**PAGE EXTRACT:**
--*--
Showing posts with label business planning. Show all posts
Showing posts with label business planning. Show all posts

Monday, December 27, 2010

Which Priority First? The Adjacent Possible.

The best laid plans....

It's that time of year for personal goal-setting. Similarly many new strategic plans are set in motion or get updated. But, it is always a challenge to determine what to do first. Everything seems to be a priority.

I discovered a term from biology called "adjacent possible" when reading Steven Johnson's book Where Good Ideas Come From that helps in choosing which big thing to do before another. As he explains, "the adjacent possible is a kind of shadow future, hovering on the edges of the present state of things, a map of all the ways in which the present can re-invent itself."

But, only certain changes can happen first. In simpler terms, it's like being in a room with four doors where one door is the best possible to open. The others lead nowhere "on the edges of the present" either because it's too soon for them to be opened or they never were a good idea.

However, once a door is opened the boundaries change and the next big thing might be different than you conceived it to be back in time. A new "adjacent possible" is before you, as if you were on a continuous exploration.

So, what does this mean for setting priorities? Current mind research indicates that we can focus only on about four big ideas at a time. So, narrow down your priorities to something manageable. Then, choose the one which "hovers closest on the edge of the present". The one that will help all the others along.

Project management types might call this breaking things down into milestones or smaller steps. Yes, that's true. But, this is really about what path to choose in the first place before breaking it down further or making a work plan or road map. The priority determines the path. The path shifts the world as you explore.
--*--
**PROVIDED DATA:**
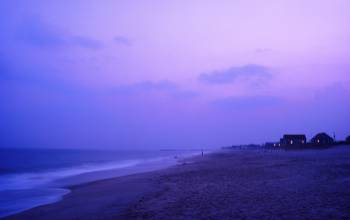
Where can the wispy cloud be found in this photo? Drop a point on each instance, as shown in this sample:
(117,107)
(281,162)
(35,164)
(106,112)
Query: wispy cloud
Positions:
(122,40)
(251,72)
(159,87)
(38,33)
(247,102)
--*--
**TASK DIRECTIONS:** From the blog post on choosing priorities and the adjacent possible, reproduce the passage that begins at the words "But, only certain" and stops after "a continuous exploration.".

**SOLUTION TO THIS EXERCISE:**
But, only certain changes can happen first. In simpler terms, it's like being in a room with four doors where one door is the best possible to open. The others lead nowhere "on the edges of the present" either because it's too soon for them to be opened or they never were a good idea.

However, once a door is opened the boundaries change and the next big thing might be different than you conceived it to be back in time. A new "adjacent possible" is before you, as if you were on a continuous exploration.